> _WORKING DATA_:
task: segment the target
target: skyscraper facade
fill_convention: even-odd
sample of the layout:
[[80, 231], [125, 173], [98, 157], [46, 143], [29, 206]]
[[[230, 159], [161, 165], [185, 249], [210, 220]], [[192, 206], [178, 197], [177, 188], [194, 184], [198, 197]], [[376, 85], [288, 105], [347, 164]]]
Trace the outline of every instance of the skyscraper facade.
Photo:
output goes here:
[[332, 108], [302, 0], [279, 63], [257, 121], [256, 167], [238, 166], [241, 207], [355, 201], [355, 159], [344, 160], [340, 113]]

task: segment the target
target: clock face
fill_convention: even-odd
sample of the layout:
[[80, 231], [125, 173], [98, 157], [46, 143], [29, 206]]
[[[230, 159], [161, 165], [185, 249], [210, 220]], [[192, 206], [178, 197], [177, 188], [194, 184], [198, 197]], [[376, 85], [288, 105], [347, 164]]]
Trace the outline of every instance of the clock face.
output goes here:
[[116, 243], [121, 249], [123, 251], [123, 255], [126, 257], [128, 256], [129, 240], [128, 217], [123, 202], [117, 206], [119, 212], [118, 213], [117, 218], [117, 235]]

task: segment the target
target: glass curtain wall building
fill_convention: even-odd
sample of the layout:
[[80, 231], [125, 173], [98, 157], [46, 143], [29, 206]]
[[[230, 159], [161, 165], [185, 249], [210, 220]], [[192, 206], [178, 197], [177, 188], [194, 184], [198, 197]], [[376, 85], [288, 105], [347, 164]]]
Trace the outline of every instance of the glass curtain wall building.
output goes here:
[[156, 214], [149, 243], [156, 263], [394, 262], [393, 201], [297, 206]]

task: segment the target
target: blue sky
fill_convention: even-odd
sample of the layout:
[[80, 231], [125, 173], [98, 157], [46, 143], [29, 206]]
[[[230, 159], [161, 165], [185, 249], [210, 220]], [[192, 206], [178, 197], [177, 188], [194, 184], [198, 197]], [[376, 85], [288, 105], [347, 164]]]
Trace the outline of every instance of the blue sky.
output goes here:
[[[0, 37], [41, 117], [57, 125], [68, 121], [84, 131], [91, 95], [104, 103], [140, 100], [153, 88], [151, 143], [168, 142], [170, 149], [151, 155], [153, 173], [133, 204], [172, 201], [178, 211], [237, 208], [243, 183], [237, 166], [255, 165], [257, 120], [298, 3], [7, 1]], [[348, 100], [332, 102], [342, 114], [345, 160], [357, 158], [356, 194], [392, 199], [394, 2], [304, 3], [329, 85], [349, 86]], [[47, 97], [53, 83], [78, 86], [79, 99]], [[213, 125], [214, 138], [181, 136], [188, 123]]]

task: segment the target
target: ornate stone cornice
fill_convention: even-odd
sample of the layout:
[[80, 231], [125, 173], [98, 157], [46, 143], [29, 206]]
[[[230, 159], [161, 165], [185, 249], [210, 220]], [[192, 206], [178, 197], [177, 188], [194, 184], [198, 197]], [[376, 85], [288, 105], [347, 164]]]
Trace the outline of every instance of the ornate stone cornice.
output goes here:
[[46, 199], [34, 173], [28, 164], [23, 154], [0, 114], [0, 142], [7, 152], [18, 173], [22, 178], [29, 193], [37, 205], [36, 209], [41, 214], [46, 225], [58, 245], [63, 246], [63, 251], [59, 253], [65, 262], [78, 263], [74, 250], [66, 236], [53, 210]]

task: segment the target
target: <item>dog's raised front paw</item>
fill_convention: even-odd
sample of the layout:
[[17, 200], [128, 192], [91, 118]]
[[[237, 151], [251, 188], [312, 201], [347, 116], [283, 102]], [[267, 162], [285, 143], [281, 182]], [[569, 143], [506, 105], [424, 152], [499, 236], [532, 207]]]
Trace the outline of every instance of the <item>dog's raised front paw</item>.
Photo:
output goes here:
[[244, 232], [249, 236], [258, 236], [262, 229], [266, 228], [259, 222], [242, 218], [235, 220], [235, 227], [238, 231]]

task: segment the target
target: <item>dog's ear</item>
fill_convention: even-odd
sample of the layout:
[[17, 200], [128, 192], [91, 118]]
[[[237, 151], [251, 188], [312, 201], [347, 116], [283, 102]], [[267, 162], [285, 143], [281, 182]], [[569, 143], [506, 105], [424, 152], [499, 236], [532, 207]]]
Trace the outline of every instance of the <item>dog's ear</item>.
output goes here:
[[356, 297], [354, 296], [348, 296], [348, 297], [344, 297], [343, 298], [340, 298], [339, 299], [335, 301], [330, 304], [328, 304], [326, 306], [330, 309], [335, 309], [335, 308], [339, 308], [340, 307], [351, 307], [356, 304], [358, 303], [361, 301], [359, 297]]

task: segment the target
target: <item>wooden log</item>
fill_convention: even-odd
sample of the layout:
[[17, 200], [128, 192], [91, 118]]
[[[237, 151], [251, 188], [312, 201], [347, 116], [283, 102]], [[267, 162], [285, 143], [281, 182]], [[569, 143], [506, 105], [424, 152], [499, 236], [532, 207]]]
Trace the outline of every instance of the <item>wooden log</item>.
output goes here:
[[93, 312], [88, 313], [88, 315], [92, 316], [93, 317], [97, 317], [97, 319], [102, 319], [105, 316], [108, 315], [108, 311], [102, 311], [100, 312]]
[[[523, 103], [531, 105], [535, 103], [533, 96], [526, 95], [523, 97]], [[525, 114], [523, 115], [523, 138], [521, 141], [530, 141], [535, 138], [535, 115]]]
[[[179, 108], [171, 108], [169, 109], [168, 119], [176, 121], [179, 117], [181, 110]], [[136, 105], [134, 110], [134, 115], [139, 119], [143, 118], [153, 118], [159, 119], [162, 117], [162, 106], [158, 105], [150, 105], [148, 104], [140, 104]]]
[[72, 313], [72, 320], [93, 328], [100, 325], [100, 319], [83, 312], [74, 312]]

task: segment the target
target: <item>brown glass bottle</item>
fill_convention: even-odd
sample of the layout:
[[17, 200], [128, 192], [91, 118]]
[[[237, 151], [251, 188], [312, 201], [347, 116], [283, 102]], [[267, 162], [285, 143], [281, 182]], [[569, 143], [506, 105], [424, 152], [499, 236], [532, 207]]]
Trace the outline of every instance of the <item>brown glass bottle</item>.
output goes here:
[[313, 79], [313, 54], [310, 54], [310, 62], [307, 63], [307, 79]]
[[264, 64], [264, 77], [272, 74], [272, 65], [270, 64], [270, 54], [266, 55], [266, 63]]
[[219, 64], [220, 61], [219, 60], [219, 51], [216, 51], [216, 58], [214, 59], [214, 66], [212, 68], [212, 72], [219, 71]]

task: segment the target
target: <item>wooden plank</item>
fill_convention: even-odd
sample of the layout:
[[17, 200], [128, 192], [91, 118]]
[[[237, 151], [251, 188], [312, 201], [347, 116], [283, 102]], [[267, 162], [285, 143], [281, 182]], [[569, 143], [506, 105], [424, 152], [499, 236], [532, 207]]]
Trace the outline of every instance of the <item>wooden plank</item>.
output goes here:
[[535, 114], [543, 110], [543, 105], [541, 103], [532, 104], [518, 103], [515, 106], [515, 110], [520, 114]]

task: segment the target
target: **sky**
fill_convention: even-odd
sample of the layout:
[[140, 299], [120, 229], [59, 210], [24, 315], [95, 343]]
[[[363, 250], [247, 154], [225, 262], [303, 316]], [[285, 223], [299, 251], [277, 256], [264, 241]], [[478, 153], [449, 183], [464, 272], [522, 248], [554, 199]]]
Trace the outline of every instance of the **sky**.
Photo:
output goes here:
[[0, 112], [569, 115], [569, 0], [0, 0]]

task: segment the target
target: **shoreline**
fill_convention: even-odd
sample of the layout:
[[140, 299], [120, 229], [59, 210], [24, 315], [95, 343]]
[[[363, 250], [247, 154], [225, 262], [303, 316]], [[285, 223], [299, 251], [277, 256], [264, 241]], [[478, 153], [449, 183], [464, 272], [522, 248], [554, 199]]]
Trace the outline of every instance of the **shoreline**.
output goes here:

> _EXERCISE PROMPT_: Lay out everything from the first line of the data above down to the line containing "218], [117, 235]]", inclusive, as a Markdown table with the columns Row and Line. Leave out blank lines, number the remaining lines in the Row column, and put each line in the Line column.

> _RESULT_:
| Row | Line |
|---|---|
| 1 | task: segment the target |
| 2 | target: skyscraper facade |
| 3 | fill_convention: even-odd |
| 4 | sample of the layout: |
| 5 | [[80, 231], [125, 173], [98, 157], [46, 143], [29, 206]] |
| 6 | [[[230, 159], [161, 165], [185, 249], [210, 220]], [[192, 206], [178, 197], [177, 188], [194, 184], [198, 197]], [[376, 85], [288, 105], [347, 164]]] |
| 7 | Trace the outline of every instance of the skyscraper facade. |
| 8 | Photo: |
| 9 | output goes here: |
| 10 | [[332, 108], [302, 0], [279, 63], [257, 121], [256, 167], [238, 166], [241, 207], [355, 201], [355, 159], [344, 160], [340, 113]] |
| 11 | task: segment the target |
| 12 | target: clock face |
| 13 | fill_convention: even-odd |
| 14 | sample of the layout: |
| 15 | [[80, 231], [125, 173], [98, 157], [46, 143], [29, 206]] |
| 16 | [[[230, 159], [161, 165], [185, 249], [210, 220]], [[192, 206], [178, 197], [177, 188], [194, 184], [198, 197]], [[376, 85], [288, 105], [347, 164]]] |
| 17 | Trace the outline of every instance of the clock face. |
| 18 | output goes here: |
| 19 | [[116, 243], [121, 249], [123, 251], [123, 255], [126, 257], [128, 256], [129, 240], [128, 217], [123, 202], [117, 206], [119, 212], [118, 213], [117, 218], [117, 235]] |